Anweisungen:
(1) Fasse den Artikel über die Promotion als Karrierekick in zwei Sätzen zusammen.
(2) Beantworte bitte diese Fragen zum Artikel über die Promotion als Karrierekick:
(a) Wie viele Maschinenbauer haben letztes Jahr einen Doktortitel erworben?
(b) Wie lange darf Hans Egermeier seine Unternehmensidee auf der Messe vorstellen?
(c) Mit wem hat er die speziellen Programme entwickelt?
(3) Fahre mit dem Artikel über die Promotion als Karrierekick nach seinem letzten Satz fort.

Die Promotion als Karrierekick
VDI nachrichten, Berlin, 24. 11. 06, jul – Rund 2000 Maschinenbauer haben letztes Jahr ihre wissenschaftliche Ausbildung mit einem Doktortitel gekrönt. Durchschnittlich promovieren weniger als 1 % eines Jahrgangs. Dass es jedoch jede Mühe wert ist, zeigen Hans Egermeier und Volker Weber.
Mitten im Endspurt seiner Promotion erreicht man Hans Egermeier auf der Fresenius-Erfindermesse in Düsseldorf. Vier Tage lang darf er dort seine Unternehmensidee „xmedio“ vorstellen, die auf neuartigen Computerspielen für Trainingsgeräte basiert, die oft eintönige Fitness- und Rehaübungen in kurzweilige Trainingsspiele verwandeln sollen.
Zusammen mit einem Informatiker hat er dazu spezielle Programme entwickelt, die ein spielerisches Feedback geben, ob Trainingsvorgaben wie die optimale Pulsfrequenz eingehalten werden. „Unsere Zielgruppe sind unter anderem stark übergewichtige Kinder, die sich mit unseren Spielen leichter für das Gerätetraining motivieren lassen, während ihre Trainingsintensität gleichzeitig spielerisch kontrolliert wird“, so Egermeier.

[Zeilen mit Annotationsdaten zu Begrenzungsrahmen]
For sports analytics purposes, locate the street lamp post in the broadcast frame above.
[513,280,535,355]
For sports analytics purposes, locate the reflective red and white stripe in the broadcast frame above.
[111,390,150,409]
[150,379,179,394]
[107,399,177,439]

Die Antworten:
(1) Rund 2000 Maschinenbauer haben letztes Jahr ihre wissenschaftliche Ausbildung mit einem Doktortitel gekrönt, obwohl durchschnittlich weniger als 1 % eines Jahrgangs promovieren, und Hans Egermeier und Volker Weber zeigen, dass es jede Mühe wert ist. Egermeier stellt mitten im Endspurt seiner Promotion auf der Fresenius-Erfindermesse in Düsseldorf seine Unternehmensidee „xmedio“ vor: Computerspiele für Trainingsgeräte, die unter anderem stark übergewichtige Kinder zum Gerätetraining motivieren und dabei ihre Trainingsintensität spielerisch kontrollieren sollen.

(2)
(a) Rund 2000.
(b) Vier Tage lang.
(c) Mit einem Informatiker.

(3)
Nach seinem Maschinenbaustudium an der TU München und der Diplomarbeit an der kalifornischen Uni Berkeley ermöglichte ihm die Promotion am Institut für Werkzeugmaschinen und Betriebswissenschaften (iwb) der TU München einen doppelten Vorteil: „Zum einen wird mir der Doktortitel demnächst Türen öffnen, die mir sonst verschlossen blieben, zum anderen ist der Zugang zur gesamten Infrastruktur des Instituts für mich die wichtigste Gründungsunterstützung“, bilanziert der 31-Jährige. So fungiert Institutsleiter Michael Zäh als Gründungsmentor und unterstützt seine gründungswilligen Doktoranden auch darin, dass sie bereits aus ihrem Institutsbüro heraus ihre Geschäftsidee vorantreiben können.
Das iwb hat damit längst auf die Klagen vieler Promovierter reagiert, die deutschen Hochschulen zu lange Promotionen, eine unbefriedigende Betreuung durch den Doktorvater sowie neben Finanzierungsproblemen auch noch Belastungen durch promotionsferne Aufgaben vorwerfen. Diese Kritik wird inzwischen auch vom Wissenschaftsrat unterstützt, der eine stärkere Strukturierung der Doktorandenausbildung fordert.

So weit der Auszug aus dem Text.